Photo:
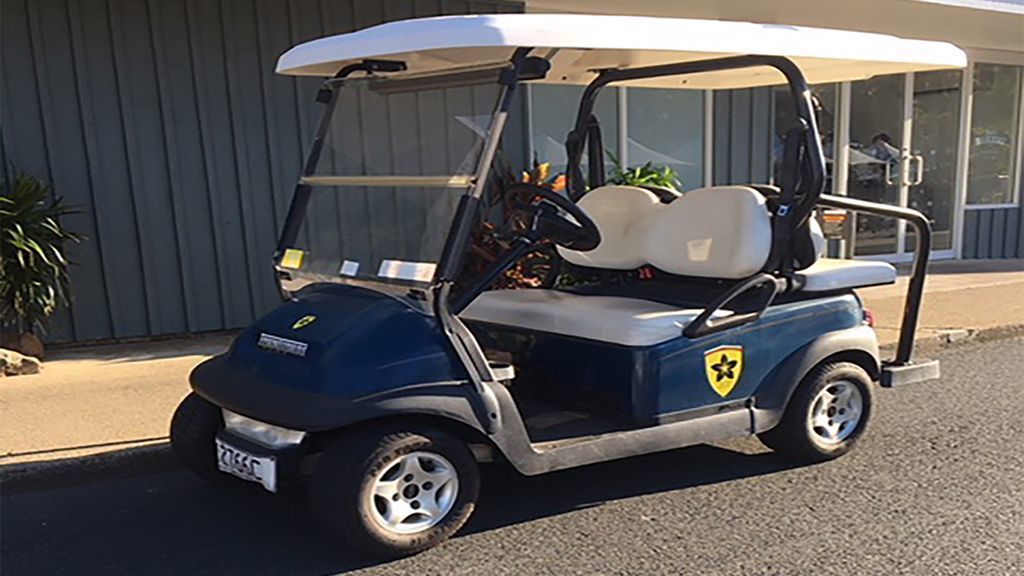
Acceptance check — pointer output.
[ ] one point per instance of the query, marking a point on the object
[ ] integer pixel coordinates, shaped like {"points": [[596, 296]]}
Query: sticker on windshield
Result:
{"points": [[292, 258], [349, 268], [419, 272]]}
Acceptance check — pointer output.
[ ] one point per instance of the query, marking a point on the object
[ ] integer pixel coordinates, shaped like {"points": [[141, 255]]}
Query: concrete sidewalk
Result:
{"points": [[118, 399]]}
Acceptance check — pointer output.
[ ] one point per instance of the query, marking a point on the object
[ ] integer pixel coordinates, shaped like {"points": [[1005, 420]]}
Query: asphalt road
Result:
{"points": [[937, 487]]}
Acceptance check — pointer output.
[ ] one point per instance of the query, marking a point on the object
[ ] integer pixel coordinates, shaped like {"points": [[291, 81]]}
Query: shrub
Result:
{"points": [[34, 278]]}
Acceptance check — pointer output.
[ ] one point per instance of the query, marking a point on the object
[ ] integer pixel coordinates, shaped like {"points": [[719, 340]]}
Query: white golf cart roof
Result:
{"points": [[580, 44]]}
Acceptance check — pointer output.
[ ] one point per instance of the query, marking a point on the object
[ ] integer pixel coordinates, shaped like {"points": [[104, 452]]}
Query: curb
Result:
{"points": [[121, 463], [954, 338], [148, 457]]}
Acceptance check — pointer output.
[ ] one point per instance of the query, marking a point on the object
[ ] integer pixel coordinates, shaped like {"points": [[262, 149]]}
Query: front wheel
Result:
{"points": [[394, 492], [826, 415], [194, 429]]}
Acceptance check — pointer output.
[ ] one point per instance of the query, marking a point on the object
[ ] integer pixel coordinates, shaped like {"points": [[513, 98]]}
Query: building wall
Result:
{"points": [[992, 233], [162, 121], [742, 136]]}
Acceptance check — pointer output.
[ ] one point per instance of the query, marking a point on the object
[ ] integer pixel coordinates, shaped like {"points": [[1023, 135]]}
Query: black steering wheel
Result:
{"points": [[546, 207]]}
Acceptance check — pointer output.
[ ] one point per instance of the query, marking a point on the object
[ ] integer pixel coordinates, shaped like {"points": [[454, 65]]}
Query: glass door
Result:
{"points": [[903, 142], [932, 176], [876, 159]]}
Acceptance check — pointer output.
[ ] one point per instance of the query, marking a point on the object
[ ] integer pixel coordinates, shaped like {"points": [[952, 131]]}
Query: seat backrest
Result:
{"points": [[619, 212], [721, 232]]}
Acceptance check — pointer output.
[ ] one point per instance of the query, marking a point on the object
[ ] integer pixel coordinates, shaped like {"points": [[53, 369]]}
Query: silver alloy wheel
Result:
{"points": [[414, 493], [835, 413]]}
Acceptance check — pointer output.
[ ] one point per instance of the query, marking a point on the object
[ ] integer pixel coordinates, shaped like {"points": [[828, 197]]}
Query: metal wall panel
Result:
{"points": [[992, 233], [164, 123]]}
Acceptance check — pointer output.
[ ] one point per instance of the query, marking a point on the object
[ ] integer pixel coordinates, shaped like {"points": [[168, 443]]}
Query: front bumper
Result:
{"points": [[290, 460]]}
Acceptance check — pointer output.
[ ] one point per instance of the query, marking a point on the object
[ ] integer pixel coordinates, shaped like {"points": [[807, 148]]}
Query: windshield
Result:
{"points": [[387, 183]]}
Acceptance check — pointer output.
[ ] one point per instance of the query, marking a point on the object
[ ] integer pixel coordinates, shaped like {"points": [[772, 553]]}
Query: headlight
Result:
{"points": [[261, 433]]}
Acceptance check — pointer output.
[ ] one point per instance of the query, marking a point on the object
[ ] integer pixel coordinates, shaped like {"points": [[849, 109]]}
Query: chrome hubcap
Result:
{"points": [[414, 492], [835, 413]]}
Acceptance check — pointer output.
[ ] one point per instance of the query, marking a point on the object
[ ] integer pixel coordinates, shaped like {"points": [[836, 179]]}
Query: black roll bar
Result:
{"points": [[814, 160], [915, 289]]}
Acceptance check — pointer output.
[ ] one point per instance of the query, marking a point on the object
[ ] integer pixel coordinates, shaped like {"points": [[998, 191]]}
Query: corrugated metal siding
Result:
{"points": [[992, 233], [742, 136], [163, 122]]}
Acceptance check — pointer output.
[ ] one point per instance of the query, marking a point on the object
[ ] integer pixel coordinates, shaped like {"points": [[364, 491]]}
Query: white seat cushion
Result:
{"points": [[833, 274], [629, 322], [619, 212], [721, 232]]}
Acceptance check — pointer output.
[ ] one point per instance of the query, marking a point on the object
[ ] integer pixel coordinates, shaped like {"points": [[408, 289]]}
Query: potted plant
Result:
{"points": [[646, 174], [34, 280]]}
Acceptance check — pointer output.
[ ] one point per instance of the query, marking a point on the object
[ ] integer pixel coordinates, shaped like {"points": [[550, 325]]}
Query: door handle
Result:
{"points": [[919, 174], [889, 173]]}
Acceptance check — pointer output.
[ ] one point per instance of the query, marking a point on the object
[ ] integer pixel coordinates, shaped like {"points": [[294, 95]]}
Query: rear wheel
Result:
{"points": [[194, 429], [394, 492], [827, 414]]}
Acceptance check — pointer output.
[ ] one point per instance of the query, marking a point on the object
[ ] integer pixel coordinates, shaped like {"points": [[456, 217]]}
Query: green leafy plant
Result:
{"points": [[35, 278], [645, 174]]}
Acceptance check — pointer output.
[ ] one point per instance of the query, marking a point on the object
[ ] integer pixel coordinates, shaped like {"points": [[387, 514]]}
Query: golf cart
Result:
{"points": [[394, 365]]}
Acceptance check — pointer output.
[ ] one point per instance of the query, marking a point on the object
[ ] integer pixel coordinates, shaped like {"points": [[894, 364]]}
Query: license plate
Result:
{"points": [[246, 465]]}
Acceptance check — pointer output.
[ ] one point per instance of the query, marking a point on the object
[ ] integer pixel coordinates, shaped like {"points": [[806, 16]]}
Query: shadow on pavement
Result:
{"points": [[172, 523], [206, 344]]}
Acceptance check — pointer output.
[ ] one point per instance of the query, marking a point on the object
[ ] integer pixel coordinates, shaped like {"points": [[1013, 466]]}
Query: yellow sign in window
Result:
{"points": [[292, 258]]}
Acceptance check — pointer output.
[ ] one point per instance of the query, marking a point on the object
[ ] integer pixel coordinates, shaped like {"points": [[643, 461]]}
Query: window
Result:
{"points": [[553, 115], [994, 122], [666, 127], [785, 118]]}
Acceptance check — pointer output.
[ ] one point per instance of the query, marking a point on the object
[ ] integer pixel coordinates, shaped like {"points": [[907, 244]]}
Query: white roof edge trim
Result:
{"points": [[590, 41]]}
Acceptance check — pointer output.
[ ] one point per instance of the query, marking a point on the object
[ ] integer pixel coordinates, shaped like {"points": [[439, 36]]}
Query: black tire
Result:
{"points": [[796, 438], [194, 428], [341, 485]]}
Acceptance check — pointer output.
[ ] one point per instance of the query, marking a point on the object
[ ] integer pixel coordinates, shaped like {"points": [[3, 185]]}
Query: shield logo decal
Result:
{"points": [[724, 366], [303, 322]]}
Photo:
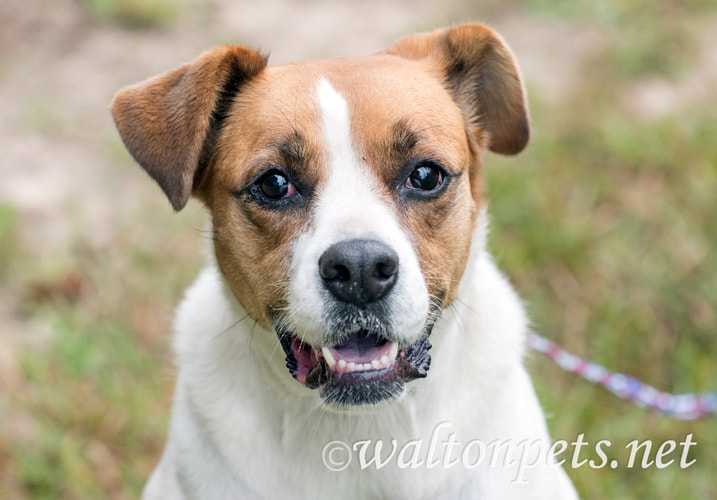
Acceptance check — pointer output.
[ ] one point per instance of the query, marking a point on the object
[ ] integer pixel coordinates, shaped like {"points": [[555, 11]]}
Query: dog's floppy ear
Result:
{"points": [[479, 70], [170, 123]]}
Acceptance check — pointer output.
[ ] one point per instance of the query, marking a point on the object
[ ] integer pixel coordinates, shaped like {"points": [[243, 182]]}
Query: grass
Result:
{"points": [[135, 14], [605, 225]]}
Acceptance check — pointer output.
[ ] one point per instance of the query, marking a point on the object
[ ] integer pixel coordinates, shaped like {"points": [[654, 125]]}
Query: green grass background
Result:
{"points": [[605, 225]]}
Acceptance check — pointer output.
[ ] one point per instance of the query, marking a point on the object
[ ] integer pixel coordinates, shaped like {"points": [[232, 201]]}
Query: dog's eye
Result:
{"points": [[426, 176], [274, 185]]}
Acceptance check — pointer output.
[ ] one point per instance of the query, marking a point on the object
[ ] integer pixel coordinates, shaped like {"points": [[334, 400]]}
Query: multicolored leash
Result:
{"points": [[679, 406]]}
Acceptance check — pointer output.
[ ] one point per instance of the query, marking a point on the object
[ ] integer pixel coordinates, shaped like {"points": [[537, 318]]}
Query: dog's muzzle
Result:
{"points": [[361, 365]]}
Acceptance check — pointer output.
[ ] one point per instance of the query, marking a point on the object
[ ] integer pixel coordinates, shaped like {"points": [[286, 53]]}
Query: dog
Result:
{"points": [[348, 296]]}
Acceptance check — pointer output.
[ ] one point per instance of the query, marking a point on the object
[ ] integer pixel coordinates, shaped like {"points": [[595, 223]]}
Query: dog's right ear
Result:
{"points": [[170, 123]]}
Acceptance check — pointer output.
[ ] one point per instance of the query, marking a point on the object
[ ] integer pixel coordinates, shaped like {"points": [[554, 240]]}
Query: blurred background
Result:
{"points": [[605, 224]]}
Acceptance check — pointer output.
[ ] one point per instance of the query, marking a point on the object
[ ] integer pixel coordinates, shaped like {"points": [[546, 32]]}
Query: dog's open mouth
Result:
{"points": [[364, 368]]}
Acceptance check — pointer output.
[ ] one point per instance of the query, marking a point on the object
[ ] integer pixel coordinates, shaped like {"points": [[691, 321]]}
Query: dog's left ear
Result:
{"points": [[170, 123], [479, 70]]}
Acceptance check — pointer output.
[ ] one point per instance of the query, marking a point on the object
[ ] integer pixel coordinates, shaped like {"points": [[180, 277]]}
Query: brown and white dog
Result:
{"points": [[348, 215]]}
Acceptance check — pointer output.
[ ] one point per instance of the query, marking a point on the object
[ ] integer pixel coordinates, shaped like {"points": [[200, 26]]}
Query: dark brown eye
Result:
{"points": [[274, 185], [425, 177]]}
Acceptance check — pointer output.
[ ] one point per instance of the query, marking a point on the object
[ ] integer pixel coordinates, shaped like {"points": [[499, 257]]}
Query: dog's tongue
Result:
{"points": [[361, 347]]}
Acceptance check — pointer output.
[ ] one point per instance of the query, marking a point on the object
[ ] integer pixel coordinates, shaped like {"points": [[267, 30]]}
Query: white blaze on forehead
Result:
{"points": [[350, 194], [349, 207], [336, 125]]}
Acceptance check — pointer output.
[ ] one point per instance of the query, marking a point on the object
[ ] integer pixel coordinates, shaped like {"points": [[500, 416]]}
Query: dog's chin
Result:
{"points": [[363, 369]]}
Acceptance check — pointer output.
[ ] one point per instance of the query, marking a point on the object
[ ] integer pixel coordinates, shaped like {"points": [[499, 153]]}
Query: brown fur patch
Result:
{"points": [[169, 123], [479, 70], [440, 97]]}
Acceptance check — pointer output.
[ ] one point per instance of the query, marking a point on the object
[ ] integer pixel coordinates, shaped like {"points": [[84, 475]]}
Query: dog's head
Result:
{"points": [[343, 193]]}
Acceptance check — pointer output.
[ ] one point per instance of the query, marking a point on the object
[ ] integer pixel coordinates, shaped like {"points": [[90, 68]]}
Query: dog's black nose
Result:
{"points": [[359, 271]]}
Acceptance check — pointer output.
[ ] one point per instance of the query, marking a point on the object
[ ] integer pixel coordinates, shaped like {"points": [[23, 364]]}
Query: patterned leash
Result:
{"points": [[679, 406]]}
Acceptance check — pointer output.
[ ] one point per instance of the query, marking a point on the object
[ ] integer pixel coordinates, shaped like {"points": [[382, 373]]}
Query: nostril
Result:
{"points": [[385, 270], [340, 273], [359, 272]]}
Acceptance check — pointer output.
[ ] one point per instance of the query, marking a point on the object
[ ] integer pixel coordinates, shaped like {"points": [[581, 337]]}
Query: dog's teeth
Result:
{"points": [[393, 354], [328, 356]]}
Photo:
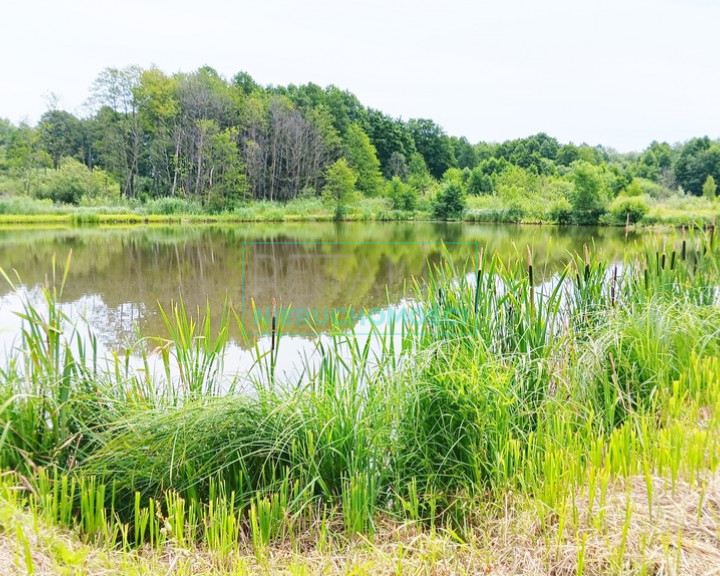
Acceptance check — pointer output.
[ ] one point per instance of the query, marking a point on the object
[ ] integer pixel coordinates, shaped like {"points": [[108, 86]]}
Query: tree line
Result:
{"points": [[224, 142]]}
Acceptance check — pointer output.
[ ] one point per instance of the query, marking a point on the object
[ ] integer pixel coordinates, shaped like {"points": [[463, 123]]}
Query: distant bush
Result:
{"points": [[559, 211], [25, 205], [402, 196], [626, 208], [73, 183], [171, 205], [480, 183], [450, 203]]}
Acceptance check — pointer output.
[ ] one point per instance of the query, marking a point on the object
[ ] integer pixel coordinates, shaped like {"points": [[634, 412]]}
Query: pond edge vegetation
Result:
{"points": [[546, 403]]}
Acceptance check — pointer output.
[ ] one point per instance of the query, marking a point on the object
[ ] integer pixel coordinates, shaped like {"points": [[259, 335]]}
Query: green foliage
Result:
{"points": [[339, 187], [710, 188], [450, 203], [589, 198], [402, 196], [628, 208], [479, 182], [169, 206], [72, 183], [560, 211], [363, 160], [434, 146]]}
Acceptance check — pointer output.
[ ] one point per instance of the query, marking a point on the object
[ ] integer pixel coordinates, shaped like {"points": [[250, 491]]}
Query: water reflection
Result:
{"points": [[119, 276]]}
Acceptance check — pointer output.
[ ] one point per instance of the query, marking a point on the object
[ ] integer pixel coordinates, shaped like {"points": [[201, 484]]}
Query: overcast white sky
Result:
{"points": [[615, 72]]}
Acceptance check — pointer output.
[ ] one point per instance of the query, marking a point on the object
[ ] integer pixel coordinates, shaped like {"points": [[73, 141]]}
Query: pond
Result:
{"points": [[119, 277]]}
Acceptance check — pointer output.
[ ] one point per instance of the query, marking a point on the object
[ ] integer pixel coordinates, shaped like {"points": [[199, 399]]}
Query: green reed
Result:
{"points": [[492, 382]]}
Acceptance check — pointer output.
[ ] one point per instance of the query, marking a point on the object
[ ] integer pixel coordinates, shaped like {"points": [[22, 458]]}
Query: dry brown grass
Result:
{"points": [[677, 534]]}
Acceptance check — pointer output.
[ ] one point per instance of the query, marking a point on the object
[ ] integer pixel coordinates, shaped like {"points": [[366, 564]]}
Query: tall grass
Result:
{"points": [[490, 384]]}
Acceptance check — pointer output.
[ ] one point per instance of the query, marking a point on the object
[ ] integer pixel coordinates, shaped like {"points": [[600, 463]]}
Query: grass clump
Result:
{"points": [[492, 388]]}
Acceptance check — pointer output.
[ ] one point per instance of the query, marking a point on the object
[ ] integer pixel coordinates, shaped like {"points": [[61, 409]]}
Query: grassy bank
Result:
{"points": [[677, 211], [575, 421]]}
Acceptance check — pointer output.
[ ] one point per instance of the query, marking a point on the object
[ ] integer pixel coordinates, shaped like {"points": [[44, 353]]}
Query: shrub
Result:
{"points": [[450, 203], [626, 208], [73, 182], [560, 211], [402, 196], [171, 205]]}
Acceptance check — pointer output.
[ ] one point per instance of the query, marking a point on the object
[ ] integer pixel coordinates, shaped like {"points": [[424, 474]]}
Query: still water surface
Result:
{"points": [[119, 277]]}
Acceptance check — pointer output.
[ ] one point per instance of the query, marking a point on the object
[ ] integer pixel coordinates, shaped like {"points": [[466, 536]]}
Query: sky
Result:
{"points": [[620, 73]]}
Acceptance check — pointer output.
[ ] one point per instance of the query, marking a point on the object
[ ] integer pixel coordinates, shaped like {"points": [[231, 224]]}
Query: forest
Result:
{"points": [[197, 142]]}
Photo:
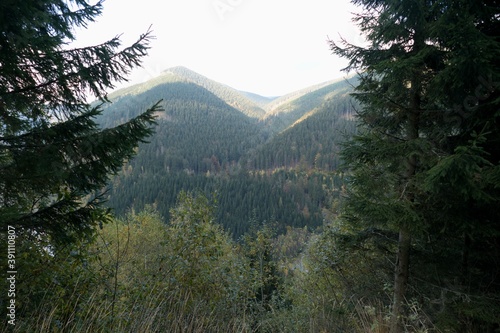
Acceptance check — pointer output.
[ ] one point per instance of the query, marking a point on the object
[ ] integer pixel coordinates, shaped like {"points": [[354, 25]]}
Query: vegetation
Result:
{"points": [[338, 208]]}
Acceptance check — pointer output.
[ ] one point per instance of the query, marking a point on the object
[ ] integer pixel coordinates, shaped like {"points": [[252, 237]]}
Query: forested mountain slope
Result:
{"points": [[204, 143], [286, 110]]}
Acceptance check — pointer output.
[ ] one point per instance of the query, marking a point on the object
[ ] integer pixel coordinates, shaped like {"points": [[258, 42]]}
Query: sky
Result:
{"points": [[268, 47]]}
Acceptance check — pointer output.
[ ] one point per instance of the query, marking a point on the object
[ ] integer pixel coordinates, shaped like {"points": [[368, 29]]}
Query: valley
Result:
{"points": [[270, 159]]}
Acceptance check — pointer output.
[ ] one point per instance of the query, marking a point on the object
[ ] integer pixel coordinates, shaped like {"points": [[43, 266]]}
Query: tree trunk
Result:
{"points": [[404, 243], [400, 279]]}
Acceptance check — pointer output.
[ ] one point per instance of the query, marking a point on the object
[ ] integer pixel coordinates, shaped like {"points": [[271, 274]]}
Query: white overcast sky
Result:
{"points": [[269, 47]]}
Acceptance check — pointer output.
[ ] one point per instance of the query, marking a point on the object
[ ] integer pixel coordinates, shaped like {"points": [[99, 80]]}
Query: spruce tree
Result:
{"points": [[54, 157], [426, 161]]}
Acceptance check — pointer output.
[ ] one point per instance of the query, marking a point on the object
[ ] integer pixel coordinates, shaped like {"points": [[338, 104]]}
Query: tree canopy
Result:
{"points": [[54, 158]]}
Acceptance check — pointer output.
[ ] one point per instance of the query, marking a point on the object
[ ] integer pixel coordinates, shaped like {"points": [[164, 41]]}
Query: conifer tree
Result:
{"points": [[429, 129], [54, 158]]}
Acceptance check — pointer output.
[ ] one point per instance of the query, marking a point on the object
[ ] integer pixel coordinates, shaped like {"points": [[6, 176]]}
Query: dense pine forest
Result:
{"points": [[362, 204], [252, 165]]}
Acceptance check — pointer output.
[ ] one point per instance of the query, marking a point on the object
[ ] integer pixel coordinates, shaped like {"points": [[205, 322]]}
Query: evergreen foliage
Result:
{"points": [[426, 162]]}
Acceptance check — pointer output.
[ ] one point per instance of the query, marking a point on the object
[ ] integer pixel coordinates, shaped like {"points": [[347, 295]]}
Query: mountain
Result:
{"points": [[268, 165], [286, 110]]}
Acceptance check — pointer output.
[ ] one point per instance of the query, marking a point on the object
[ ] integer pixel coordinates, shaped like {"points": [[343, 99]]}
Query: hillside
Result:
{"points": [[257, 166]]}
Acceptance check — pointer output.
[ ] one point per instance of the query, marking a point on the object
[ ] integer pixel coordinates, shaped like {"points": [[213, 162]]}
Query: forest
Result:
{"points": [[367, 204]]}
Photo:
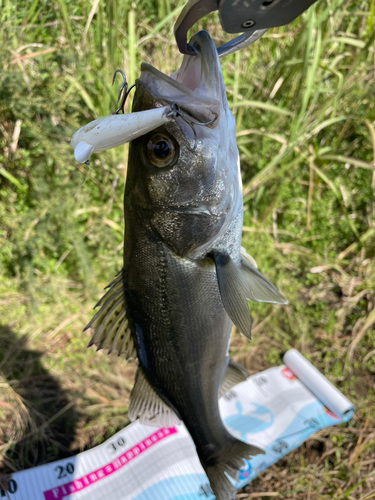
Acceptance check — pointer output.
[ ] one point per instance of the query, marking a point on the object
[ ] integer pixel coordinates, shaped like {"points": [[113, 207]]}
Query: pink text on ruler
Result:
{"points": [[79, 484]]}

▸ Exercise instructions
With every picture omitted, write out the material exactly from its first line through the line containing "Query: concrete sidewalk".

▸ Reply to the exercise
Photo:
Acceptance check — pointer output.
[ ] one point per instance of the query, marking a point on the object
[ ] integer pixel coordinates, shaped like {"points": [[596, 296]]}
Query: sticker on windshield
Result:
{"points": [[292, 258], [349, 268], [419, 272]]}
Acceptance check — pointer output.
[ ] one point per instance of the query, marking a point on the object
[ ] integer pixel coordinates, shaped like {"points": [[141, 255]]}
Query: concrete sidewalk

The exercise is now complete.